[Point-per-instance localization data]
>>

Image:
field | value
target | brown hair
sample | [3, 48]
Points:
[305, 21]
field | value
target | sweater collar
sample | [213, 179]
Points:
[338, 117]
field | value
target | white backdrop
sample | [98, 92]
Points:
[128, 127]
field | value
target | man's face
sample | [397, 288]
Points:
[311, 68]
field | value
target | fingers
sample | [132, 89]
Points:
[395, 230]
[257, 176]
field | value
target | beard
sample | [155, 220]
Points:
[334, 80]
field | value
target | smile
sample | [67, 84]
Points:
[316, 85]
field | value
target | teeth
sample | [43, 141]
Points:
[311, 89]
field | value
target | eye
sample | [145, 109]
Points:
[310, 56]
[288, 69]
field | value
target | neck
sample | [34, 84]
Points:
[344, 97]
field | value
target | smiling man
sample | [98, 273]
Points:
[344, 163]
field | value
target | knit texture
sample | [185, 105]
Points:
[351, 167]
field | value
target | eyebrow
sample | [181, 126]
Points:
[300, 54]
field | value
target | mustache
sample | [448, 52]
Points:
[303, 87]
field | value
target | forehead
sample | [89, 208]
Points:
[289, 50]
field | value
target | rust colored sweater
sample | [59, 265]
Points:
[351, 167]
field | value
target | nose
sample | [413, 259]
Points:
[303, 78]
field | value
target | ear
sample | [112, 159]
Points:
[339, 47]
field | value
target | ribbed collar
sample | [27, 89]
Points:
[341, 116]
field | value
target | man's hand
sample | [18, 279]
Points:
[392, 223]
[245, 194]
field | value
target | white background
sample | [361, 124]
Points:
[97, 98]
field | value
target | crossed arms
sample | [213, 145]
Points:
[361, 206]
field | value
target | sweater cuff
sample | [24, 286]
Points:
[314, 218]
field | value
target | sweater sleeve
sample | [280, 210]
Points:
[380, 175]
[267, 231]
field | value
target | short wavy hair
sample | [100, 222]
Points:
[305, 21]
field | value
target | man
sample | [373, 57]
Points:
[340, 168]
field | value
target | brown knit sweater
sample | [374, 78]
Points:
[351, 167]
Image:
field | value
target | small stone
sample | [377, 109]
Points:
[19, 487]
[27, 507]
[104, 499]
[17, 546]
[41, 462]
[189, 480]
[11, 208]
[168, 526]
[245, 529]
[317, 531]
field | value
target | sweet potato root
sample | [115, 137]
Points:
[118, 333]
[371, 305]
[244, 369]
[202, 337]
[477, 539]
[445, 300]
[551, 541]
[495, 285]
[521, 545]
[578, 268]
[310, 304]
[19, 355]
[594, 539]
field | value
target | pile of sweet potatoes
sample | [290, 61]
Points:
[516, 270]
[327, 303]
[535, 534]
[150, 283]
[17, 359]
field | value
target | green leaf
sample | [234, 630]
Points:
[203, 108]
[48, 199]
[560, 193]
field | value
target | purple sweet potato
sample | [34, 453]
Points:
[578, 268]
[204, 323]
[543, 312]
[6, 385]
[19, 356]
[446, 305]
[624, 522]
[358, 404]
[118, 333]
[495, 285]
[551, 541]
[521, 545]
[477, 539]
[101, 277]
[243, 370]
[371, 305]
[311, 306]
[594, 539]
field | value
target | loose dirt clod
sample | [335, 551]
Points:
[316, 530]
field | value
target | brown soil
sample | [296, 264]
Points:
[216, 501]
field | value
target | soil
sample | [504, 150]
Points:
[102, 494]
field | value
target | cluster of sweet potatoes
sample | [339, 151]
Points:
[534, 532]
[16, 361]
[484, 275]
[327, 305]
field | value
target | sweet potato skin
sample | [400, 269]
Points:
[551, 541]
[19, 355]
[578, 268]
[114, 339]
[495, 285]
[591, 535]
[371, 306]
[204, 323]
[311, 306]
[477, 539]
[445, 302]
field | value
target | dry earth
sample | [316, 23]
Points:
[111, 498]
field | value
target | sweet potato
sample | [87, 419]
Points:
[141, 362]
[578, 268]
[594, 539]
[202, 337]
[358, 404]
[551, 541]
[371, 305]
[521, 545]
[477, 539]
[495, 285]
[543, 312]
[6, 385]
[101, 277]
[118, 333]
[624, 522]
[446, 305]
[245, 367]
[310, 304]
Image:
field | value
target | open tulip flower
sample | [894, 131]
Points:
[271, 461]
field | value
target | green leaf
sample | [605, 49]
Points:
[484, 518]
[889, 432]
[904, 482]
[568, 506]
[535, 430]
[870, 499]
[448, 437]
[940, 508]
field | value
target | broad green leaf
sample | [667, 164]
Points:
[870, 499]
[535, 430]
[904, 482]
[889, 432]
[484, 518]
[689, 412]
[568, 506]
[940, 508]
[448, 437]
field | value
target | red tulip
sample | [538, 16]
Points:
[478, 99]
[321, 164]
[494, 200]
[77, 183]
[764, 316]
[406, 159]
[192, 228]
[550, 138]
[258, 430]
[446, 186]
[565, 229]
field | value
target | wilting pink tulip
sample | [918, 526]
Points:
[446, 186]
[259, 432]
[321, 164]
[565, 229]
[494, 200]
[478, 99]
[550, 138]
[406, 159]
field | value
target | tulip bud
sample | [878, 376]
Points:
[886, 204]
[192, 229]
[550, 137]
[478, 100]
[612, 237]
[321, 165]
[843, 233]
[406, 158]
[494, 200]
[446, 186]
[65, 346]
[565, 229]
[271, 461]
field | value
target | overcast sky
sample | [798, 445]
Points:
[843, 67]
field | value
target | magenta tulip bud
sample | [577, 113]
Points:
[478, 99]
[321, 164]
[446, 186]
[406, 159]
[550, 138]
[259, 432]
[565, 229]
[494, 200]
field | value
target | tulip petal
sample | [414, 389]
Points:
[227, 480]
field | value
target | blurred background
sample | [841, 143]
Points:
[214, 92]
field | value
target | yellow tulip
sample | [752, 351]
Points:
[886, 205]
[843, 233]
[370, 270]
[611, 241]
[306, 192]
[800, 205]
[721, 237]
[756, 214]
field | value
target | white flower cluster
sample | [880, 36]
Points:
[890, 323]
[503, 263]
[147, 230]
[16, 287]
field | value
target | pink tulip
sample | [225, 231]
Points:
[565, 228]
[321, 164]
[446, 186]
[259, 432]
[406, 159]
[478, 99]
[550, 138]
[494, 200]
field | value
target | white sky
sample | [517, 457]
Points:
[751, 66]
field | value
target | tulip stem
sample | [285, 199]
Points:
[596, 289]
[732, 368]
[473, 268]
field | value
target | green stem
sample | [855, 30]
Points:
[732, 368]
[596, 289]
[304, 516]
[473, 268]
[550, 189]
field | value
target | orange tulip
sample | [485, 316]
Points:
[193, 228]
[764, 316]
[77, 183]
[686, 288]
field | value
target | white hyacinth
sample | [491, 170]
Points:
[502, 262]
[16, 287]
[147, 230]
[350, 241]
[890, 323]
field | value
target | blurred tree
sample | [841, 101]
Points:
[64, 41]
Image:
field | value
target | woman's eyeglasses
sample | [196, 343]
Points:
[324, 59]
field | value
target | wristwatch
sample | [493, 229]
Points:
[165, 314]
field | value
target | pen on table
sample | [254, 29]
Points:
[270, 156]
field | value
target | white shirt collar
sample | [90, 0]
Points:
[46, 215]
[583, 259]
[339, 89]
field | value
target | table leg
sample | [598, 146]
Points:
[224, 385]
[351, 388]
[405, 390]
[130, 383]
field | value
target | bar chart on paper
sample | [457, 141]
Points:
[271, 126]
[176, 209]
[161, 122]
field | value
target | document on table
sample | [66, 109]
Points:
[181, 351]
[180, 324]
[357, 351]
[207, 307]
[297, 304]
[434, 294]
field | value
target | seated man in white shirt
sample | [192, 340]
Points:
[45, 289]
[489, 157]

<<

*ACTIVITY*.
After reading the records above, transcribe them verbatim.

*RESPONSE AREA*.
Image:
field | value
target | brown hair
sample | [3, 48]
Points:
[305, 21]
field | value
target | sweater collar
sample | [213, 179]
Points:
[338, 117]
field | value
target | white backdrop
sample | [98, 92]
Points:
[128, 127]
field | value
target | man's face
sample | [397, 288]
Points:
[311, 68]
field | value
target | fingers
sample | [132, 89]
Points:
[395, 230]
[257, 176]
field | value
target | beard
sample | [155, 220]
Points:
[334, 80]
field | value
target | smile
sample | [67, 84]
Points:
[316, 85]
field | value
target | teeth
sample | [43, 141]
Points:
[311, 89]
field | value
target | eye
sample | [145, 109]
Points:
[310, 56]
[288, 69]
field | value
target | neck
sample | [34, 84]
Points:
[344, 97]
field | value
target | smiling man
sample | [98, 273]
Points:
[344, 163]
field | value
target | knit texture
sample | [185, 105]
Points:
[351, 167]
field | value
target | eyebrow
sample | [181, 126]
Points:
[300, 54]
field | value
target | mustache
sample | [448, 52]
Points:
[303, 87]
field | value
target | forehead
sample | [89, 208]
Points:
[289, 50]
field | value
target | rust colored sweater
sample | [59, 265]
Points:
[351, 167]
field | value
target | nose
sample | [413, 259]
Points:
[303, 78]
field | value
target | ear
sample | [112, 159]
Points:
[339, 47]
field | value
target | ribbed collar
sample | [27, 89]
Points:
[341, 116]
field | value
target | man's hand
sample | [18, 279]
Points:
[392, 223]
[245, 194]
field | value
target | white background
sample | [361, 124]
Points:
[97, 98]
field | value
target | crossed arms
sample | [213, 145]
Points:
[361, 206]
field | value
target | sweater cuff
sample | [24, 286]
Points:
[314, 218]
field | value
target | sweater sleeve
sample | [280, 210]
Points:
[380, 175]
[267, 231]
field | value
target | short wavy hair
sample | [100, 222]
Points:
[305, 21]
field | value
target | man
sample | [373, 57]
Points:
[340, 168]
field | value
target | brown knit sweater
sample | [374, 78]
Points:
[351, 167]
Image:
field | value
target | small stone
sample | [377, 109]
Points:
[19, 487]
[27, 507]
[104, 499]
[17, 546]
[41, 462]
[189, 480]
[11, 208]
[168, 526]
[245, 529]
[317, 531]
field | value
target | sweet potato root
sample | [115, 137]
Points:
[118, 333]
[371, 305]
[244, 369]
[202, 337]
[477, 539]
[445, 300]
[551, 541]
[495, 285]
[521, 545]
[578, 268]
[310, 304]
[19, 355]
[594, 539]
field | value
target | pile of sweet potatoes
sample | [290, 61]
Points:
[516, 270]
[327, 303]
[535, 534]
[150, 283]
[17, 359]
field | value
target | green leaf
sample | [234, 630]
Points:
[203, 108]
[48, 199]
[560, 193]
field | value
target | purple sweet potato
sample | [34, 453]
Points:
[578, 268]
[204, 323]
[543, 312]
[6, 385]
[19, 356]
[446, 305]
[624, 522]
[358, 404]
[118, 333]
[495, 285]
[551, 541]
[521, 545]
[477, 539]
[101, 277]
[243, 370]
[371, 305]
[311, 306]
[594, 539]
field | value
target | loose dirt clod
sample | [335, 551]
Points:
[316, 530]
field | value
target | brown soil
sample | [296, 264]
Points:
[216, 501]
field | value
target | soil
sample | [504, 150]
Points:
[102, 494]
field | value
target | cluster of sweet potatoes
sample | [339, 151]
Points:
[534, 532]
[16, 361]
[484, 275]
[327, 305]
field | value
target | sweet potato skin
sample | [400, 269]
Points:
[551, 541]
[19, 355]
[578, 268]
[114, 339]
[495, 285]
[591, 535]
[371, 306]
[204, 323]
[311, 306]
[477, 539]
[445, 302]
field | value
target | dry earth
sample | [316, 23]
Points:
[111, 498]
field | value
target | sweet potato
sample | [87, 419]
Points:
[141, 362]
[578, 268]
[594, 539]
[202, 337]
[358, 404]
[551, 541]
[371, 305]
[521, 545]
[477, 539]
[495, 285]
[543, 312]
[6, 385]
[101, 277]
[118, 333]
[624, 522]
[446, 305]
[245, 367]
[310, 304]
Image:
field | value
target | open tulip flower
sample | [894, 131]
Points:
[271, 461]
field | value
target | green leaf
sample | [605, 49]
Points:
[484, 518]
[889, 432]
[904, 482]
[568, 506]
[535, 430]
[870, 499]
[448, 437]
[940, 508]
field | value
target | broad green leaf
sample | [667, 164]
Points:
[870, 499]
[535, 430]
[904, 482]
[889, 432]
[484, 518]
[689, 412]
[568, 506]
[940, 508]
[448, 437]
field | value
target | red tulip
sample | [538, 16]
Points:
[478, 99]
[321, 164]
[494, 200]
[77, 183]
[764, 316]
[406, 159]
[192, 228]
[550, 138]
[258, 430]
[446, 186]
[565, 229]
field | value
target | wilting pink tulip
sample | [918, 526]
Points:
[446, 186]
[259, 432]
[321, 164]
[565, 229]
[494, 200]
[478, 99]
[550, 138]
[406, 159]
field | value
target | tulip bud
sample | [878, 376]
Points:
[886, 204]
[192, 229]
[550, 137]
[478, 100]
[612, 237]
[321, 165]
[843, 233]
[406, 158]
[494, 200]
[446, 186]
[65, 346]
[565, 229]
[271, 461]
field | value
target | overcast sky
sample | [798, 445]
Points:
[843, 67]
field | value
target | magenta tulip bud
sample | [577, 113]
Points:
[478, 99]
[321, 164]
[446, 186]
[406, 159]
[550, 138]
[259, 432]
[565, 229]
[494, 200]
field | value
target | tulip petal
sample | [414, 389]
Points:
[227, 480]
field | value
target | blurred background
sample | [841, 143]
Points:
[214, 92]
field | value
target | yellow tulip
sample | [752, 351]
Points:
[886, 205]
[843, 233]
[370, 270]
[611, 241]
[306, 192]
[800, 205]
[721, 237]
[756, 214]
field | value
target | white flower cluster
sample | [880, 36]
Points:
[890, 323]
[503, 263]
[147, 230]
[16, 287]
field | value
target | pink tulip
sample | [225, 231]
Points:
[565, 228]
[321, 164]
[446, 186]
[259, 432]
[406, 159]
[478, 99]
[550, 138]
[494, 200]
field | value
target | white sky
sample | [517, 457]
Points:
[751, 66]
field | value
target | tulip stem
sample | [285, 199]
Points:
[596, 289]
[732, 368]
[473, 268]
field | value
target | green stem
sample | [855, 30]
Points:
[732, 368]
[596, 289]
[304, 516]
[473, 268]
[550, 189]
field | value
target | orange tulip
sample | [485, 316]
Points:
[193, 228]
[764, 316]
[77, 183]
[686, 288]
field | value
target | white hyacinth
sample | [491, 170]
Points:
[502, 262]
[16, 287]
[147, 230]
[350, 241]
[890, 323]
field | value
target | blurred tree
sample | [841, 101]
Points:
[64, 41]
Image:
field | value
target | woman's eyeglasses
sample | [196, 343]
Points:
[324, 59]
field | value
target | wristwatch
sample | [493, 229]
Points:
[165, 314]
field | value
target | pen on table
sample | [254, 29]
Points:
[270, 156]
field | value
target | white shirt collar
sample | [90, 0]
Points:
[46, 215]
[583, 259]
[339, 89]
field | value
target | table leg
sample | [598, 146]
Points:
[224, 385]
[351, 388]
[405, 390]
[130, 383]
field | value
target | bar chart on paper
sample | [457, 141]
Points:
[271, 126]
[176, 209]
[161, 122]
field | value
target | document on table
sample | [66, 109]
Points:
[181, 351]
[180, 324]
[357, 351]
[207, 307]
[297, 304]
[434, 294]
field | value
target | seated man in white shirt
sample | [192, 340]
Points:
[45, 289]
[489, 157]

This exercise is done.